The lines to be set down run from the line containing "on the wooden" through the final line of the data below; print them exactly and print nothing else.

◇ ◇ ◇ ◇

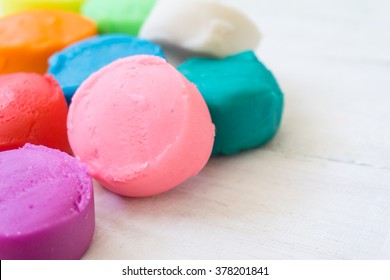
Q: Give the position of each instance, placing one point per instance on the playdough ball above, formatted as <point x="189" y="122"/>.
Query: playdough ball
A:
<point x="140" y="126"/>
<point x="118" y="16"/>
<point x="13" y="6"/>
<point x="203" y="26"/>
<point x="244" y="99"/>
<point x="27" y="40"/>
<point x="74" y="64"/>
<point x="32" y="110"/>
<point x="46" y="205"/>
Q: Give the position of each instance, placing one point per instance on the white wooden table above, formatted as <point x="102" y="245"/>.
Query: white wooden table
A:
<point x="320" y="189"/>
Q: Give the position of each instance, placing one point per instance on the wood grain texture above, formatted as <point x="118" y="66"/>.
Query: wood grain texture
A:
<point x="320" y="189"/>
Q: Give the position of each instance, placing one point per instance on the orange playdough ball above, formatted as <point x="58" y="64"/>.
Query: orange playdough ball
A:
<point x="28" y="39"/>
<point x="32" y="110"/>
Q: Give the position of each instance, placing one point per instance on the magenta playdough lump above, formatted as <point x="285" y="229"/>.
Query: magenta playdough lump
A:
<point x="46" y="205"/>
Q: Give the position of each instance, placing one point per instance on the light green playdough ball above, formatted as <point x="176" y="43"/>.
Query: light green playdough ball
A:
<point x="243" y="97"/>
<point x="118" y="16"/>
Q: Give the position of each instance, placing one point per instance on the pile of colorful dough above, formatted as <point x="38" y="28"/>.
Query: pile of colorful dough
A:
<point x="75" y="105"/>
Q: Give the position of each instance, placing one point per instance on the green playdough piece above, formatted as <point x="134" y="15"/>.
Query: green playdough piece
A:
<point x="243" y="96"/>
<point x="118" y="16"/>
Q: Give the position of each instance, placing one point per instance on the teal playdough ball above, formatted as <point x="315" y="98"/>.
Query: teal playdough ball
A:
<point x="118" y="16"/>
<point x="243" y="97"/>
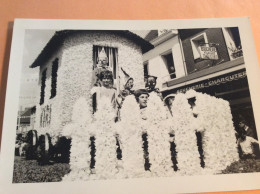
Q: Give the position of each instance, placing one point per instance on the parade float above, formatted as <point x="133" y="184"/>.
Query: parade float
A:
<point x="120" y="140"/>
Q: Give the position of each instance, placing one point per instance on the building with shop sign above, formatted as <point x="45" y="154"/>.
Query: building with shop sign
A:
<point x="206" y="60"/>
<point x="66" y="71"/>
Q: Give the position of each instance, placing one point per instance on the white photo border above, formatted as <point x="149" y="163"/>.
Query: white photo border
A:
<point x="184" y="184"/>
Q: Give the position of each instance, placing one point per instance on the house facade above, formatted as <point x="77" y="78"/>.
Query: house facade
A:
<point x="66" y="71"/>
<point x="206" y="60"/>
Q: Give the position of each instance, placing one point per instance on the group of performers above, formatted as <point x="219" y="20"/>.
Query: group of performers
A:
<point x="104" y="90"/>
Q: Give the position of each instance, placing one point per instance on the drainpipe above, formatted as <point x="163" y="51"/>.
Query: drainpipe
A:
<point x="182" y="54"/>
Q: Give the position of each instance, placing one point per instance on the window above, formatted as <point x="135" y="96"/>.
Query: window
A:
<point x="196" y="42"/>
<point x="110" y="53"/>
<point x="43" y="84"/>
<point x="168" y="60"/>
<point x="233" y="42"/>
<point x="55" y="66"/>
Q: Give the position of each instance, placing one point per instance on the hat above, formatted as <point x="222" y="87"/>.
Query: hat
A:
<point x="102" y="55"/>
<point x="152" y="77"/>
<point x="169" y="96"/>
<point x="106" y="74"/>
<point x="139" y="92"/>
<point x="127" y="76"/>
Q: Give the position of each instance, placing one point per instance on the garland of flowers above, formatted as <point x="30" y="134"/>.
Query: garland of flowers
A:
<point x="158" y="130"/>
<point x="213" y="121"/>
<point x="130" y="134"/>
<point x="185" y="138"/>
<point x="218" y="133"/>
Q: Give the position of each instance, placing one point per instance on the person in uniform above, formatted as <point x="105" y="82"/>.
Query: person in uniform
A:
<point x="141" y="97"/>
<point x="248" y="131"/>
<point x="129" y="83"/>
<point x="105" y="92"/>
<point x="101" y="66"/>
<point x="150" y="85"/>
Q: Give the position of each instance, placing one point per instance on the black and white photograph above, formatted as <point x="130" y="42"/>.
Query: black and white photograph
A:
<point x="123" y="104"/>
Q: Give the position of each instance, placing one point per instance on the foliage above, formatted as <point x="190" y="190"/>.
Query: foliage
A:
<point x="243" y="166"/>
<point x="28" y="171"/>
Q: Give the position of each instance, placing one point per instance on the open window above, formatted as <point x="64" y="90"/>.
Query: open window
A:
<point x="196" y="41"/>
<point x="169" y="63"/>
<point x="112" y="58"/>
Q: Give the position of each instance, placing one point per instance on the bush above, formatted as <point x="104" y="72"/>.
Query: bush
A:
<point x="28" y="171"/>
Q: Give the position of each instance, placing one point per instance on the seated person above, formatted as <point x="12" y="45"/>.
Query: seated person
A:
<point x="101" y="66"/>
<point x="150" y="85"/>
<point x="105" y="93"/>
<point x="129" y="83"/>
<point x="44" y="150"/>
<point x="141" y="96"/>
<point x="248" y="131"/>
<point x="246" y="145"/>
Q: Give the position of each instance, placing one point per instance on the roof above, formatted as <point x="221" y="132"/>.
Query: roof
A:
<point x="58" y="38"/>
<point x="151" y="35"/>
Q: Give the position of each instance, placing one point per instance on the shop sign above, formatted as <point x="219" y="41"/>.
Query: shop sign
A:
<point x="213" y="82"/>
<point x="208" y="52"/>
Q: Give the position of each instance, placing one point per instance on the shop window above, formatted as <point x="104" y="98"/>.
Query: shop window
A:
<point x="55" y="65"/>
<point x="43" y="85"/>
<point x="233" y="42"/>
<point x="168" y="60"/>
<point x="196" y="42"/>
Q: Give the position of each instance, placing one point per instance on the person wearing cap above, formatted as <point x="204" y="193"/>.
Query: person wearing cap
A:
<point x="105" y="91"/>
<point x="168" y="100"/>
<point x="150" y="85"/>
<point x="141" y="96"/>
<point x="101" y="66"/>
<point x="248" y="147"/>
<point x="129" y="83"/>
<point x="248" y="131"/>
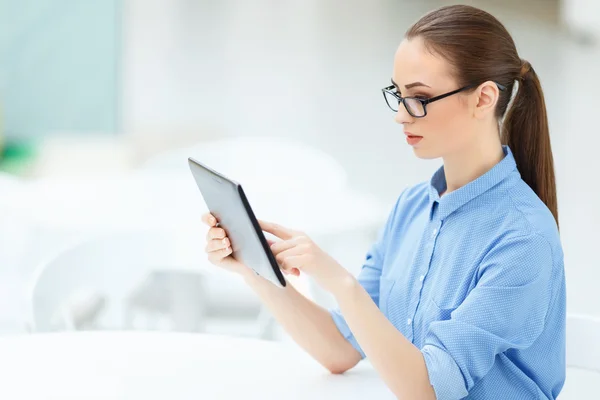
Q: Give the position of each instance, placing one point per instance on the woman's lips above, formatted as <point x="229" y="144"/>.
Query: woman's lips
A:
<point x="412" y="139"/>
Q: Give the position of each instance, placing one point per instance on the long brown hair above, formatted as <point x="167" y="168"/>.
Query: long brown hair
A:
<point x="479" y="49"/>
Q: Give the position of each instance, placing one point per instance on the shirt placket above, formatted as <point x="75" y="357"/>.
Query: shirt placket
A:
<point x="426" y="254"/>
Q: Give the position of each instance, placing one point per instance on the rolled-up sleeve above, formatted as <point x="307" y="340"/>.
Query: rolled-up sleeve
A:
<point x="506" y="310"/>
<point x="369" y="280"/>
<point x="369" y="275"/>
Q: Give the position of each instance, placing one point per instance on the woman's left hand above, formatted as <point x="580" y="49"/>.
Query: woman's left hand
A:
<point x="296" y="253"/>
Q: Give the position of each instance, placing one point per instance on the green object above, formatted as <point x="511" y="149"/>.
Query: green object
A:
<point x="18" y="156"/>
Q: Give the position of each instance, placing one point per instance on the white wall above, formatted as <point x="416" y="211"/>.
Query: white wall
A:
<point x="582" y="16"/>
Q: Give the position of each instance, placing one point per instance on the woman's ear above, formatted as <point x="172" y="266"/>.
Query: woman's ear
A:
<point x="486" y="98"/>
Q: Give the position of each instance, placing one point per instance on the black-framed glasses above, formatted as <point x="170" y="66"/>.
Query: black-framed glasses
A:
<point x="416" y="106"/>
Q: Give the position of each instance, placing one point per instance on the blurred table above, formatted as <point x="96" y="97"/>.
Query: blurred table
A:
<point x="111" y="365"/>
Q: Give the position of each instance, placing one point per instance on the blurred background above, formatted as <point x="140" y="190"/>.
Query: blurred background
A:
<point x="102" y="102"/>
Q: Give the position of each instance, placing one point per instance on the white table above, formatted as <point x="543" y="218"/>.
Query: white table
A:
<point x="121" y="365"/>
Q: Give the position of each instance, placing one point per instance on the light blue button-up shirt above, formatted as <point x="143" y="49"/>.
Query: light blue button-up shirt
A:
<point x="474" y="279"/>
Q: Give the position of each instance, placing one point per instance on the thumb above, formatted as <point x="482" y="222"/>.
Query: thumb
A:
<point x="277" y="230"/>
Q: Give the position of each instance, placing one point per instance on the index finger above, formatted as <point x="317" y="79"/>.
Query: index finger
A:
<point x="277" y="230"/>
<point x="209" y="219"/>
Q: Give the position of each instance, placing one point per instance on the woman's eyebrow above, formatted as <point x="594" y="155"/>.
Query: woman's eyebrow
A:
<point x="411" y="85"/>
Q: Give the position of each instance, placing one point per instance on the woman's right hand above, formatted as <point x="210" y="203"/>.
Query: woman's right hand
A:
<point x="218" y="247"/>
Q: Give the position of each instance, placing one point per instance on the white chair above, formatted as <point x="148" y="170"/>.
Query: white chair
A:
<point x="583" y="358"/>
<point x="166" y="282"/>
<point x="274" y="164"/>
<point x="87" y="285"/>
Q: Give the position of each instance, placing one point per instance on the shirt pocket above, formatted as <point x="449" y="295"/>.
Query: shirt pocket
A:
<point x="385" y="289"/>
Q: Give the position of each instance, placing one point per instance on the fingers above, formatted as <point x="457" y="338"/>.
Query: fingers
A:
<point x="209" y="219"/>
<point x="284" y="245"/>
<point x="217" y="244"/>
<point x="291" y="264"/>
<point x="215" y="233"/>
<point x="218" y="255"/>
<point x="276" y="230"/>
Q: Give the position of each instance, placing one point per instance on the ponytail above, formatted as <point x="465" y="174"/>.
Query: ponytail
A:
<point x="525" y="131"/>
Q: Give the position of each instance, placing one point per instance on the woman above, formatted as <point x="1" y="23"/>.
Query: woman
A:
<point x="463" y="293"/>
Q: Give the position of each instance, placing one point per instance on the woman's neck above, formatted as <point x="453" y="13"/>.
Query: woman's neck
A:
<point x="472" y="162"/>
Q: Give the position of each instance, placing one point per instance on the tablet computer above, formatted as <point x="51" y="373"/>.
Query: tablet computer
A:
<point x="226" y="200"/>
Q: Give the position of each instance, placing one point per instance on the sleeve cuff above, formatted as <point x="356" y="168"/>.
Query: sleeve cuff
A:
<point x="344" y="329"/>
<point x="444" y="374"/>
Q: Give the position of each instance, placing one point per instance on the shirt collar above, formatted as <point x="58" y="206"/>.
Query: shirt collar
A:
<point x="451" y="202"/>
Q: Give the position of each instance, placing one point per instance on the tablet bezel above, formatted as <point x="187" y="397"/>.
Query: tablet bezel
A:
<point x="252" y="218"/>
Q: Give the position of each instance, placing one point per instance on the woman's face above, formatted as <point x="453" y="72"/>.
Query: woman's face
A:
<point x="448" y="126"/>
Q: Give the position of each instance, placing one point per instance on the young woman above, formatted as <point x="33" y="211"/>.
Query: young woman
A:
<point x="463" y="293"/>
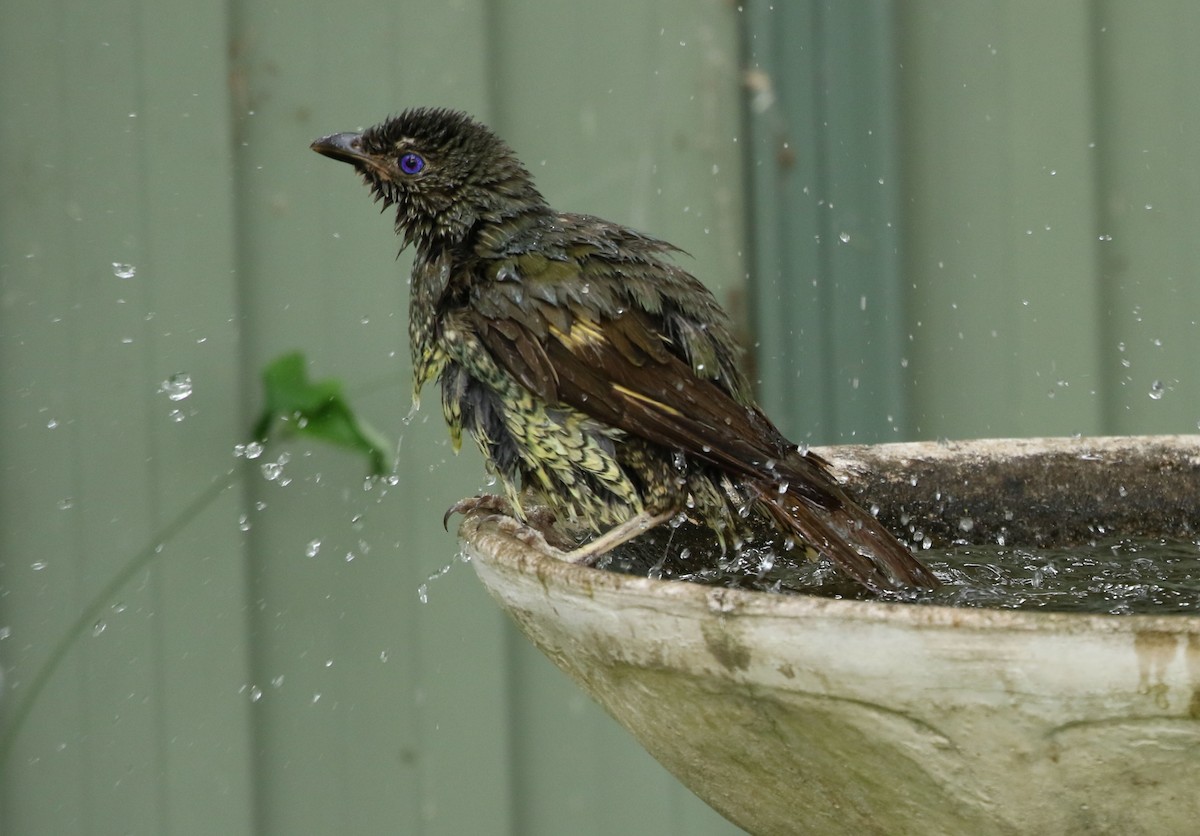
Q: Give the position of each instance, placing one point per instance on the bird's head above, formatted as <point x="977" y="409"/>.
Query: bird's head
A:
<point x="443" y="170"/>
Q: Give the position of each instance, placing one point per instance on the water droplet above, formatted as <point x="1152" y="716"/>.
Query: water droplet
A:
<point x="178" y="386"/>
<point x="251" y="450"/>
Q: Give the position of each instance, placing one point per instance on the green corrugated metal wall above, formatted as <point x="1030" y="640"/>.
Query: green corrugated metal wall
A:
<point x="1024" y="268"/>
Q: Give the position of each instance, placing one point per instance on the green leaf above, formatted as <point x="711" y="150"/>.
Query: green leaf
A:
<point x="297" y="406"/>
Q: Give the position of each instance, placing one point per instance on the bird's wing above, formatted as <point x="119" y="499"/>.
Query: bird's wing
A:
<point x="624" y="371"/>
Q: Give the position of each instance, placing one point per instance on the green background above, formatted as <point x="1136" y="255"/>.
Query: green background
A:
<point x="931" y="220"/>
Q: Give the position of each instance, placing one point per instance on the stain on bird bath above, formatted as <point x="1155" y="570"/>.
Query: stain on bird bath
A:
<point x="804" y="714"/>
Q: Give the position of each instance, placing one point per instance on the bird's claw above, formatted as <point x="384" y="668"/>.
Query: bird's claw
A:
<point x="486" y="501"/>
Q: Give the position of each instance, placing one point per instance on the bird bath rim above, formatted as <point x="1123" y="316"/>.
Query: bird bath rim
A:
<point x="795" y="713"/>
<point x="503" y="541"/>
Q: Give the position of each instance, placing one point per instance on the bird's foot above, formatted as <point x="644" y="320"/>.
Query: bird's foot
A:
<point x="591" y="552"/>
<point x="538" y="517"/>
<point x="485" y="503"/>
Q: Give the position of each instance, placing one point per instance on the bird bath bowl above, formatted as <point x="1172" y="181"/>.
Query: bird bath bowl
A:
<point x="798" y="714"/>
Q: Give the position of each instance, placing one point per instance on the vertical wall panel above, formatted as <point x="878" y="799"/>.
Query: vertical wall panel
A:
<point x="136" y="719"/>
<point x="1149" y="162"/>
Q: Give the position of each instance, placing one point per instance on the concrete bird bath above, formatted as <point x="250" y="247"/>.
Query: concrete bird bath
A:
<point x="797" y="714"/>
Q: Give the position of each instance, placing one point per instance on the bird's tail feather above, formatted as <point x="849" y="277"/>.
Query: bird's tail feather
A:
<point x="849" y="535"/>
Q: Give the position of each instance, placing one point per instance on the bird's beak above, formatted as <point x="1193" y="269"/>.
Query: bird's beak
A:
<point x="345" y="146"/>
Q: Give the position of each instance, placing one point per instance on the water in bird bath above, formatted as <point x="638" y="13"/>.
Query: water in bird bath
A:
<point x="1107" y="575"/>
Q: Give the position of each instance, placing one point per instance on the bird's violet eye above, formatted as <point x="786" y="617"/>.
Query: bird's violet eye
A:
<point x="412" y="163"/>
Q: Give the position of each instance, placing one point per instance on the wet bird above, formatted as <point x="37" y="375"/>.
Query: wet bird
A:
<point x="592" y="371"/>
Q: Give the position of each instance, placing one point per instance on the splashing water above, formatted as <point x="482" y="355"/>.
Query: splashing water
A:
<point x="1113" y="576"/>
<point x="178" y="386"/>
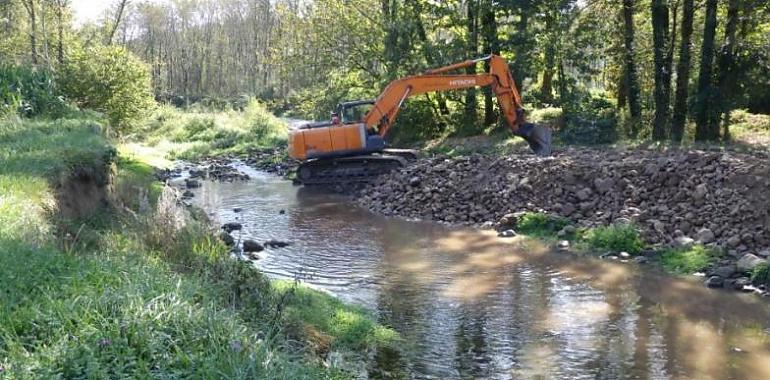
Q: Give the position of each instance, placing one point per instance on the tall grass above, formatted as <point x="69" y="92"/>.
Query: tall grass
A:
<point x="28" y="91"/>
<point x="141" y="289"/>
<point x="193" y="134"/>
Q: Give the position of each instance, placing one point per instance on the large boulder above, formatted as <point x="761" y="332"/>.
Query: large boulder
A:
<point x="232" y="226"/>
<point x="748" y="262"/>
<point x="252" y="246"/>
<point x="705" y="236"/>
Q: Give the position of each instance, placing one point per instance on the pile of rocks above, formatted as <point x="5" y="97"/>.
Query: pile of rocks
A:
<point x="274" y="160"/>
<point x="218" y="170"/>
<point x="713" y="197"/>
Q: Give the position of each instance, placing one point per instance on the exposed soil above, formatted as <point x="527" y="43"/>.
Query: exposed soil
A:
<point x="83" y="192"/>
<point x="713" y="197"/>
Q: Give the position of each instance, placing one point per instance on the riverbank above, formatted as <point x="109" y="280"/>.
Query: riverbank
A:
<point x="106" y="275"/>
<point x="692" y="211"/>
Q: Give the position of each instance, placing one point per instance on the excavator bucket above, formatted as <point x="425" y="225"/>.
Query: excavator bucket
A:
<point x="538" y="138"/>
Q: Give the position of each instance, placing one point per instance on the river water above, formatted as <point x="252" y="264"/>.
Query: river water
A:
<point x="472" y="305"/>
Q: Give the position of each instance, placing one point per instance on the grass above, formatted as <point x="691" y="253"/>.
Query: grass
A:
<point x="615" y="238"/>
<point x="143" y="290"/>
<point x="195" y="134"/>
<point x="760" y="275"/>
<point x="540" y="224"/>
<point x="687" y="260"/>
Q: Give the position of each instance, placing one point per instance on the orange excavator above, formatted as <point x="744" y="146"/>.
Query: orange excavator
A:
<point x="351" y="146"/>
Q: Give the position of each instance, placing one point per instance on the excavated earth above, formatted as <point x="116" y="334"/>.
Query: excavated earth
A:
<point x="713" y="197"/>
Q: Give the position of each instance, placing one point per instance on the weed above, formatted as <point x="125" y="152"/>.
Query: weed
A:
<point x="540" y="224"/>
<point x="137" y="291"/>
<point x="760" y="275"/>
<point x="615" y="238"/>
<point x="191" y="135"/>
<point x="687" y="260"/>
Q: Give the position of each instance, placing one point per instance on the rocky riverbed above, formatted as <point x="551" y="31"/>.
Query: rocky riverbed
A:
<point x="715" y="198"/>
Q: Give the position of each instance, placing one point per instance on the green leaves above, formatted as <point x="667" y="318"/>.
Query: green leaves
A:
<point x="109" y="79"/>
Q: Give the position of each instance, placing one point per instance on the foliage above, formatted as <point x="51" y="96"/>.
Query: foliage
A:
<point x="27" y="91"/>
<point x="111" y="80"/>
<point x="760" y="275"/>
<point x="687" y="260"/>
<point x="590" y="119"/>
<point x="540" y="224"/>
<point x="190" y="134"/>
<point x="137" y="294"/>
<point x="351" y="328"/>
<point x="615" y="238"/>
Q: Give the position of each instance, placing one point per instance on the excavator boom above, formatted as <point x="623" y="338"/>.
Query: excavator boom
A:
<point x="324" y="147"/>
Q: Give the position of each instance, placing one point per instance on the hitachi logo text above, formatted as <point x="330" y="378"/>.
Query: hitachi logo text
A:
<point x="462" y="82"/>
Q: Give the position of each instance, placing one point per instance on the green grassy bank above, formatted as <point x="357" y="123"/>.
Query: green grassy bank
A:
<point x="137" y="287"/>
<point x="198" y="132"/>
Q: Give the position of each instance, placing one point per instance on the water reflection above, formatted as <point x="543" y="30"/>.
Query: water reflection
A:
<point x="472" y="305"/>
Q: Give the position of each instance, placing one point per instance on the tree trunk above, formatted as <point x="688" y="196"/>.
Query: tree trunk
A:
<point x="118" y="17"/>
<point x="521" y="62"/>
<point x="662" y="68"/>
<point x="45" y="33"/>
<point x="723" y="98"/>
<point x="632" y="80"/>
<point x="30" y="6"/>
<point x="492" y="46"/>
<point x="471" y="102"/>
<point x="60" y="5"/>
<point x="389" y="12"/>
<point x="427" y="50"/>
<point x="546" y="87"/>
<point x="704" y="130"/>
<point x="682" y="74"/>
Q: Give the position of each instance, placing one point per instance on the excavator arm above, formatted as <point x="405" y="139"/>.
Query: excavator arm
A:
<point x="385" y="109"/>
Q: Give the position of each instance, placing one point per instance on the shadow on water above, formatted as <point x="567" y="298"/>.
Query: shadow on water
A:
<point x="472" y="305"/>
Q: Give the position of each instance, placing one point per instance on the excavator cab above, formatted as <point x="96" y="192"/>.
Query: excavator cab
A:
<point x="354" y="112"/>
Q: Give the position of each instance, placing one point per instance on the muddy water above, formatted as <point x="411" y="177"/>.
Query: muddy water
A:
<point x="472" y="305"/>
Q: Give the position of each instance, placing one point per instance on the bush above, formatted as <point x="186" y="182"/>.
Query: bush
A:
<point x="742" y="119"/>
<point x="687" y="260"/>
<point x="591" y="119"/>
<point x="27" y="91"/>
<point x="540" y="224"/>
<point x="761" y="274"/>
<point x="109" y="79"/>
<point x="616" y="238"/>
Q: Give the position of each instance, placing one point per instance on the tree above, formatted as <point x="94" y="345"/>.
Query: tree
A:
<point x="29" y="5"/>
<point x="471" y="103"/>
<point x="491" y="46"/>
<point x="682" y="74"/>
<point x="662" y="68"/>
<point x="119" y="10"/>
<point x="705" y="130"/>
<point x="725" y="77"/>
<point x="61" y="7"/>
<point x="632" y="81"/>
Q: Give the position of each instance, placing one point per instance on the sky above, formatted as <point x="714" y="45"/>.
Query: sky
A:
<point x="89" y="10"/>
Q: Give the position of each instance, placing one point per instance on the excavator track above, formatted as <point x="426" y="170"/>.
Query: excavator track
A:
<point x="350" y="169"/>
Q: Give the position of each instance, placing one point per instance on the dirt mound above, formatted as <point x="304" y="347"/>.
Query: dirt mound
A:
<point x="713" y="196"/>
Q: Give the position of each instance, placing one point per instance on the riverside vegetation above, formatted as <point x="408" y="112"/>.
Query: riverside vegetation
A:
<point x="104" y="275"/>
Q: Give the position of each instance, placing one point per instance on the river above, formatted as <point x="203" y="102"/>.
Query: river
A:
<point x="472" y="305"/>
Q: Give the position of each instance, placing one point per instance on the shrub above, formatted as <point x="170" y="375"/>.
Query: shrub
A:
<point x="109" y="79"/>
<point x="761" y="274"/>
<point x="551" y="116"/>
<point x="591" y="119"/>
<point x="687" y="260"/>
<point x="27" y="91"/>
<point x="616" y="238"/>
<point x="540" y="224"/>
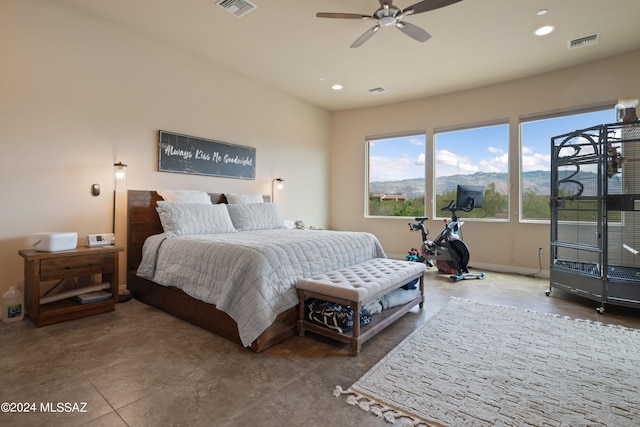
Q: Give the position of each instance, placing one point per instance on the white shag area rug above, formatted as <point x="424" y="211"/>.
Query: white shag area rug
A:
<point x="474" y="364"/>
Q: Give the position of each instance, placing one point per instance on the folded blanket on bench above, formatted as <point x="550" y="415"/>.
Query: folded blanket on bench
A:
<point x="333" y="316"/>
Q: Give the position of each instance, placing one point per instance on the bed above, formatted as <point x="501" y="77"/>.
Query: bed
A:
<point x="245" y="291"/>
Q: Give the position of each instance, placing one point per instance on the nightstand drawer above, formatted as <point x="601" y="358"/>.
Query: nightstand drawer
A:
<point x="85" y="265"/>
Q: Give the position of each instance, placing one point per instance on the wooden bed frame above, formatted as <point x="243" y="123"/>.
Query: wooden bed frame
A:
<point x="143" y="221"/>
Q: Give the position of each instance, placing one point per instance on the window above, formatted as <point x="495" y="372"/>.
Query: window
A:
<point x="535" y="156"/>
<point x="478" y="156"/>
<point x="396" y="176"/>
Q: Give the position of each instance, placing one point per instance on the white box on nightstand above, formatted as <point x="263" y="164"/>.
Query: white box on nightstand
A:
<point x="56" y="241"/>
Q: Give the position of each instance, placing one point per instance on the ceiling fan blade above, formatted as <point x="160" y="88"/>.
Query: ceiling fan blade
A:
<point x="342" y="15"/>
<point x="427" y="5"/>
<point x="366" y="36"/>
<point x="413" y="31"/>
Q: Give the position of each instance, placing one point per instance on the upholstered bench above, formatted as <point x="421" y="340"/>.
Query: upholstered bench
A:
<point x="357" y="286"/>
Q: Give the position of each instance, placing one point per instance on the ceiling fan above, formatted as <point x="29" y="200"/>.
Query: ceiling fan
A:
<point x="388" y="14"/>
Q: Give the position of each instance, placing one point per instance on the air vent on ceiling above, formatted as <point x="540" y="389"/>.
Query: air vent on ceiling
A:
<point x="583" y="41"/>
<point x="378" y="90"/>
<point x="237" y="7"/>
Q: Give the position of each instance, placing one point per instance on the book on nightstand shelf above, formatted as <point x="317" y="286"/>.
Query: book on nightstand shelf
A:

◇ ◇ ◇ ◇

- ANSWER FOR THIS EXERCISE -
Q: Give the position of each instance, placing one point per instance on the wooden bed frame above, formatted as <point x="243" y="123"/>.
Query: wooden bed frame
A:
<point x="143" y="221"/>
Q: Give the position of each instance, placing one point per instance on the window above, formatted as <point x="495" y="372"/>.
Query: window
A:
<point x="535" y="156"/>
<point x="478" y="156"/>
<point x="396" y="176"/>
Q: Give the position of each instance, placing one point per instance on the white box on nightstand above, formatted as <point x="263" y="164"/>.
Query: white box on nightstand
A:
<point x="56" y="241"/>
Q: Give the position of each instance, placing one point per instance on the ceiling fan blade above, formatted as <point x="160" y="88"/>.
Query: ceiling fan blade
A:
<point x="342" y="15"/>
<point x="427" y="5"/>
<point x="366" y="36"/>
<point x="413" y="31"/>
Q: Give the position of each instance, placing one point per instance on the upholstered bench above, formatted as <point x="421" y="340"/>.
Query: upholstered bench
A:
<point x="357" y="286"/>
Q: Give the position of each instance, placing one point per instance on the ceiling fan above, formatted as <point x="29" y="200"/>.
Query: ceiling fan
A:
<point x="388" y="14"/>
Q: Give the position of each instance, placing one point per instance on the air vent on ceiling above, formatted as <point x="540" y="389"/>.
Query: air vent on ceiling
A:
<point x="583" y="41"/>
<point x="378" y="90"/>
<point x="237" y="7"/>
Q: Give the position of each instance, placing one point per instance on the book on nightstand shelf above, formatted as <point x="317" y="286"/>.
Query: book on nightstand shelf
A:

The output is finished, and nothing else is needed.